[Point-per-instance localization data]
== Segment start ==

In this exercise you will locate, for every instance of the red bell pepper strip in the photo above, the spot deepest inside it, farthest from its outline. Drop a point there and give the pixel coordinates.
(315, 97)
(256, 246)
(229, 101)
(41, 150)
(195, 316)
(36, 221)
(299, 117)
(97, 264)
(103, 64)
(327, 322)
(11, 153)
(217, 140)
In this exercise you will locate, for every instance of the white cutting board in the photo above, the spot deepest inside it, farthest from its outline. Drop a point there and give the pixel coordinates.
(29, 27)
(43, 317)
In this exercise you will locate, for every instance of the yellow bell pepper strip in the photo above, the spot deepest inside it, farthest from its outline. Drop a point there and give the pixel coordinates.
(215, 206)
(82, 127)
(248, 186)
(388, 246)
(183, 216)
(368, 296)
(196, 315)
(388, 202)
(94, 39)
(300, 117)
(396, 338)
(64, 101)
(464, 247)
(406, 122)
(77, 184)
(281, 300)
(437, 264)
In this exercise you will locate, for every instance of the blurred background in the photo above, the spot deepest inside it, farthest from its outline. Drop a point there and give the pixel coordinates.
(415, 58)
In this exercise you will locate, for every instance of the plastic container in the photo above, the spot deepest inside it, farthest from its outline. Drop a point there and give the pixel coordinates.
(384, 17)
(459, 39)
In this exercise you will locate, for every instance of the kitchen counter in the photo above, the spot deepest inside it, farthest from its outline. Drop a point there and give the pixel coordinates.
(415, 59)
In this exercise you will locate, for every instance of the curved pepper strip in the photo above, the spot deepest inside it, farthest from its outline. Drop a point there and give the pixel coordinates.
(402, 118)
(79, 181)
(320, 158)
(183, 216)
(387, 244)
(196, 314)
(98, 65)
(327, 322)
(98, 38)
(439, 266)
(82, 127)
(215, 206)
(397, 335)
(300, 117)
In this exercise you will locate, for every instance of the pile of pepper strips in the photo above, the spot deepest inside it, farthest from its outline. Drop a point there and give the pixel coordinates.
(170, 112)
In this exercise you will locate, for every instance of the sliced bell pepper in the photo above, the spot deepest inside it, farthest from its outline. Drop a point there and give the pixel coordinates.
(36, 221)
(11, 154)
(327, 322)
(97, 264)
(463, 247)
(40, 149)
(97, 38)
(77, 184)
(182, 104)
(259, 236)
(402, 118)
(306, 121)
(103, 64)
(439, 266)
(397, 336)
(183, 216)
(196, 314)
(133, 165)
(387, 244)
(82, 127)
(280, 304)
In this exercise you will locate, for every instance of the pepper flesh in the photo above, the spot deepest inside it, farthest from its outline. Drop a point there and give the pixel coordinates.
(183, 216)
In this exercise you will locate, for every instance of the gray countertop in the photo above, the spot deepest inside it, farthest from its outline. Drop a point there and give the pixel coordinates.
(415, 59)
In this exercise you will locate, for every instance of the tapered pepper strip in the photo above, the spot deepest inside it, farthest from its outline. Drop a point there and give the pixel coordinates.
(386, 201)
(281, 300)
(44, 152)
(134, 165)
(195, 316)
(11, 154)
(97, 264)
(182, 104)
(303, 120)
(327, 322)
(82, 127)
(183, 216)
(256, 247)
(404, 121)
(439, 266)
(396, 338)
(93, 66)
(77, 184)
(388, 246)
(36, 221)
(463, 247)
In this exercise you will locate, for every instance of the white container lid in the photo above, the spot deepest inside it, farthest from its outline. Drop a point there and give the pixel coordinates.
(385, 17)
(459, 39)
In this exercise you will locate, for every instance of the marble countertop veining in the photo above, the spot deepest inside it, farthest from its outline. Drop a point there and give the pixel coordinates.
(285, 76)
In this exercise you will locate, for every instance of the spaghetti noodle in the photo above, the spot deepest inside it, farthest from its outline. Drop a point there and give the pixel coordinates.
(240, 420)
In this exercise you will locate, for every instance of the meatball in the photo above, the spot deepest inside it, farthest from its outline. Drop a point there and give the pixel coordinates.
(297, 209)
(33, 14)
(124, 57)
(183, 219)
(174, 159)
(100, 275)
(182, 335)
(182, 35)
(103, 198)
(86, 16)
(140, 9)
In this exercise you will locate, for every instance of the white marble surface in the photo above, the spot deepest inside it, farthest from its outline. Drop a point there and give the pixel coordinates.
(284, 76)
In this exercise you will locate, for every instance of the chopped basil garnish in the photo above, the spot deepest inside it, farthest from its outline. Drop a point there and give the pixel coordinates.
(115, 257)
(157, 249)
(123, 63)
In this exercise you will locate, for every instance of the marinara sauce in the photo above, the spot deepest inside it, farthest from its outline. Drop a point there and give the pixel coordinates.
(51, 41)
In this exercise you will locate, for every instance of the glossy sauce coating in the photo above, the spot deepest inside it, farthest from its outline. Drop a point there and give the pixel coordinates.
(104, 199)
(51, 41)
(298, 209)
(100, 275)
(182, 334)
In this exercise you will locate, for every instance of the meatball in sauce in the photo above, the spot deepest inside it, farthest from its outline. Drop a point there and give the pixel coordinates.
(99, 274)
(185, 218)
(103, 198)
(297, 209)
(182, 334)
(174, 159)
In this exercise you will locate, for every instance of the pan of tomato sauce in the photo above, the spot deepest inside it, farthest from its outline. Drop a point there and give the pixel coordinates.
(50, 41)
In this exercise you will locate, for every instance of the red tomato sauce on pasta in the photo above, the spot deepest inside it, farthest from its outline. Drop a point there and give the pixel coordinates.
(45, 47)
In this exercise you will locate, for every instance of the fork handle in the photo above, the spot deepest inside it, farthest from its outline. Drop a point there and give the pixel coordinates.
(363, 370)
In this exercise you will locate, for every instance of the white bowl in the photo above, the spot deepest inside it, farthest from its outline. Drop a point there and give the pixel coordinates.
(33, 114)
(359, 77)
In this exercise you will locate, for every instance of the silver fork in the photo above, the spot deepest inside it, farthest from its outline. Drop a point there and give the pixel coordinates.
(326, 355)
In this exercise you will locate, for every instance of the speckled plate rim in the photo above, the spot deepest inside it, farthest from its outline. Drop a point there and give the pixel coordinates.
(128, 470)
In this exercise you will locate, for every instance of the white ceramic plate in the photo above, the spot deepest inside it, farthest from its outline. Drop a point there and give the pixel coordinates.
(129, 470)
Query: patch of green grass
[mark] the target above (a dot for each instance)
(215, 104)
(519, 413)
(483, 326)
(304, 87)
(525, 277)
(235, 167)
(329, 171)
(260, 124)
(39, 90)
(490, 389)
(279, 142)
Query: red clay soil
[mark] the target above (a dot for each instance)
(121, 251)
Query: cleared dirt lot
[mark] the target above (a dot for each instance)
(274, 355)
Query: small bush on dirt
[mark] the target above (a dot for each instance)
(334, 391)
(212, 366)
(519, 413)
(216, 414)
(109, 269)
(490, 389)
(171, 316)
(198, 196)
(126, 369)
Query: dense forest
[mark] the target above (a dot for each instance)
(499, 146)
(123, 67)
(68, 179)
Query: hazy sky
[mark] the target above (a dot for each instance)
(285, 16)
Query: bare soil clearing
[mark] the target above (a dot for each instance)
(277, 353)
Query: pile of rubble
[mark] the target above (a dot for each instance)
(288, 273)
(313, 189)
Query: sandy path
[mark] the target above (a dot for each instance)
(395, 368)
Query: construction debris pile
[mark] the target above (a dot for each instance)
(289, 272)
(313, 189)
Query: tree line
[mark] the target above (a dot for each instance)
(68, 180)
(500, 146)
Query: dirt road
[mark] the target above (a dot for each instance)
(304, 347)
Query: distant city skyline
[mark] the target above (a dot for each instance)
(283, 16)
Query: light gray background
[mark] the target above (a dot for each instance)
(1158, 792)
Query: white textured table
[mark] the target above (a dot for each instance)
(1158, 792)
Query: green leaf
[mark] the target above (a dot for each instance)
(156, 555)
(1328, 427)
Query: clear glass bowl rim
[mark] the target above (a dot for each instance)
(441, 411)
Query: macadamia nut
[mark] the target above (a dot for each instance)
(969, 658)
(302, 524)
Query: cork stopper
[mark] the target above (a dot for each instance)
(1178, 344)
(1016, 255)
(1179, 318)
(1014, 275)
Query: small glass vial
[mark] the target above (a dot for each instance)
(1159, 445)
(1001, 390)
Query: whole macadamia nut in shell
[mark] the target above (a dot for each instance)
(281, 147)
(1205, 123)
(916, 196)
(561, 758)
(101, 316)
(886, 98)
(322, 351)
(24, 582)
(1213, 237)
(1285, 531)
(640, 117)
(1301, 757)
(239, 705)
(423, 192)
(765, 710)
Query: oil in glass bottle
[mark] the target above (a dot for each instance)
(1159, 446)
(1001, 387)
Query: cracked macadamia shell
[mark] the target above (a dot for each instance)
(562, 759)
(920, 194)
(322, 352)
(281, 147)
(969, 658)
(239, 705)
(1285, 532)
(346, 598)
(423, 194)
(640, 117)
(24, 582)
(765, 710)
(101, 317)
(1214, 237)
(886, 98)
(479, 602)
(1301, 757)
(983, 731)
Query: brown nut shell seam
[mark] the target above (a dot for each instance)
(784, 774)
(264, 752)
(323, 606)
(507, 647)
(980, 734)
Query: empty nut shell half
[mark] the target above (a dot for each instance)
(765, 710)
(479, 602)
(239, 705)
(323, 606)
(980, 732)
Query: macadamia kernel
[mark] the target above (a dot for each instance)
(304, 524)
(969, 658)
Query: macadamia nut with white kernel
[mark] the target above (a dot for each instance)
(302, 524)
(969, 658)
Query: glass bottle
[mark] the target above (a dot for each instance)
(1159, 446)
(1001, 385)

== Segment end ==

## Task goal
With the line that has "Query: small bush on dirt" as the first and the line that has "Query: light gray background" as the last, repeat exactly that run of lines above and no more.

## Expected answer
Query: small bush on dirt
[mark] the target above (a dot for each instance)
(334, 391)
(212, 366)
(519, 413)
(216, 414)
(109, 269)
(490, 389)
(171, 316)
(198, 196)
(126, 369)
Query: dense forest
[mark] the target above (a dot for each instance)
(499, 146)
(123, 67)
(68, 179)
Query: hazy sky
[mark] the target above (a dot for each instance)
(285, 16)
Query: bare soil clearing
[mark] the target above (a dot for each instance)
(277, 353)
Query: pile of rubble
[mark] the target above (a dot for each instance)
(288, 273)
(313, 189)
Query: sandy path
[mark] the target above (a dot for each instance)
(395, 368)
Query: construction debris pile
[mark] the target above (a dot for each instance)
(289, 272)
(313, 189)
Query: tree line
[mark] the target above (a dot for each instance)
(68, 180)
(500, 146)
Query: dirt road
[mark] the target above (a dot for each instance)
(304, 347)
Query: distant city skyline
[mark] the target above (a dot for each instance)
(283, 16)
Query: light gray background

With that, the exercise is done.